**TRECHO SELECIONADO**
•••

Dados da Fenabrave (Federação Nacional da Distribuição de Veículos Automotores) indicam que o segmento de “carros de entrada” respondeu por meros 12,7% da frota brasileira em 2019. Em 2003, veículos do tipo representavam mais de 49% das vendas. Ou seja, quem deseja comprar carro hoje, via de regra, busca algo a mais. O problema é que o momento não está lá muito propício para os negócios envolvendo automóveis novinhos em folha.

O baque que o setor automotivo tomou em 2020, com a pandemia de Covid-19, apareceu nas vendas. A compra de veículos saídos direto da fábrica foi 26% menor que no ano anterior. E, com a falta de peças limitando a produção e impulsionando as vendas de usados, as montadoras foram obrigadas a agir rápido para dar um gás no mercado dos zero-quilômetro. A principal aposta para atender novos tipos de consumidor – que ligam cada vez menos para carro e, além disso, evitam cair de cabeça nas dívidas de um financiamento – foi investir no modelo de assinatura.

A assinatura funciona basicamente como um aluguel, com a diferença que o consumidor firma contratos mais longos – de seis meses a quatro anos. O cliente escolhe uma franquia de quilometragem – as opções partem dos 500 km/mês até 3.000 km mensais – e paga uma parcela fixa todo mês, de acordo com a marca e o modelo. Tem para todos os bolsos: é possível encontrar contratos mais em conta, de 500 km, por menos de R$ 1.000 ao mês.

“É como se você estivesse andando por aí de jaqueta alugada. Você está tirando uma onda, mas a jaqueta não é sua”, diz Samuel Barros, especialista em finanças e reitor da pós-graduação do Ibmec-RJ. “Essa mudança de perfil do consumo é uma tendência. O  consumidor está deixando de ser alguém que quer ter para ser alguém que quer usar, ter a experiência. Ainda vai demorar um pouco para o mercado se adaptar. Nós, brasileiros, gostamos de ser donos das coisas. Mas a gente já percebe essa mudança.”

•••

**REQUISITO**
Copie do trecho sobre o mercado de carros novos a parte que vai de "A assinatura funciona" até "1.000 ao mês.", incluindo essas palavras finais.

Dados extraídos de uma coleção
•••

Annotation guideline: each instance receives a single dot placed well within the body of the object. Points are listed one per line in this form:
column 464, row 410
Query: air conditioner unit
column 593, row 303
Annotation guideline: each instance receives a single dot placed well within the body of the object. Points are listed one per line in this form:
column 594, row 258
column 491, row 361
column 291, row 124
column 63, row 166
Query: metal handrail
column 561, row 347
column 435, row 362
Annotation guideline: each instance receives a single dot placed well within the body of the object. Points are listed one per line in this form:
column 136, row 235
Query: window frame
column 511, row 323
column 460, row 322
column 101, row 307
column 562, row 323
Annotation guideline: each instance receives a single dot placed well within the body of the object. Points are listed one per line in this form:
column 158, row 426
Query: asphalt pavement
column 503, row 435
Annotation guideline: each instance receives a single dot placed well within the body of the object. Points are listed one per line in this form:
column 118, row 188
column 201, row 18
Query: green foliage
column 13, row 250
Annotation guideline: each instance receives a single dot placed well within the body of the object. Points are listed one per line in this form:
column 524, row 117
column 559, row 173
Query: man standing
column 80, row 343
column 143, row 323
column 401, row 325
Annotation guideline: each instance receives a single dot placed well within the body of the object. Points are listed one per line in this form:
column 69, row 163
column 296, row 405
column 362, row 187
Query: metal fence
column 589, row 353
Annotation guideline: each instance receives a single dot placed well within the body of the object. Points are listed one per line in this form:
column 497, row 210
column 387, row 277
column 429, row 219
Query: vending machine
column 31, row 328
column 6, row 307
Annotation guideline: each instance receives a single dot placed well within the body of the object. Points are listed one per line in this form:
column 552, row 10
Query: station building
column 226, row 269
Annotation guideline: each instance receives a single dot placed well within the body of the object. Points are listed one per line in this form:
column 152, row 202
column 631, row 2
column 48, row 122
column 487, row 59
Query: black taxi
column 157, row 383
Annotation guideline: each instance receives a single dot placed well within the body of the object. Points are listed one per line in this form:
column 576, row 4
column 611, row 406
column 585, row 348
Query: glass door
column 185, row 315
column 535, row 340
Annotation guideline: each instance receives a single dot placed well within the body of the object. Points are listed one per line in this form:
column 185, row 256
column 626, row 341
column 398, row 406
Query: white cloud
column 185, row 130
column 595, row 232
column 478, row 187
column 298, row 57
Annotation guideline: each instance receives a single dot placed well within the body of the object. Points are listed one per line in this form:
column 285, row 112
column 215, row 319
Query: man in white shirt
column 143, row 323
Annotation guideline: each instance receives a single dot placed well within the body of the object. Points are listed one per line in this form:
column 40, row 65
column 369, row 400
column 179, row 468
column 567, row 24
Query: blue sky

•••

**CAMPO DE RESPOSTA**
A assinatura funciona basicamente como um aluguel, com a diferença que o consumidor firma contratos mais longos – de seis meses a quatro anos. O cliente escolhe uma franquia de quilometragem – as opções partem dos 500 km/mês até 3.000 km mensais – e paga uma parcela fixa todo mês, de acordo com a marca e o modelo. Tem para todos os bolsos: é possível encontrar contratos mais em conta, de 500 km, por menos de R$ 1.000 ao mês.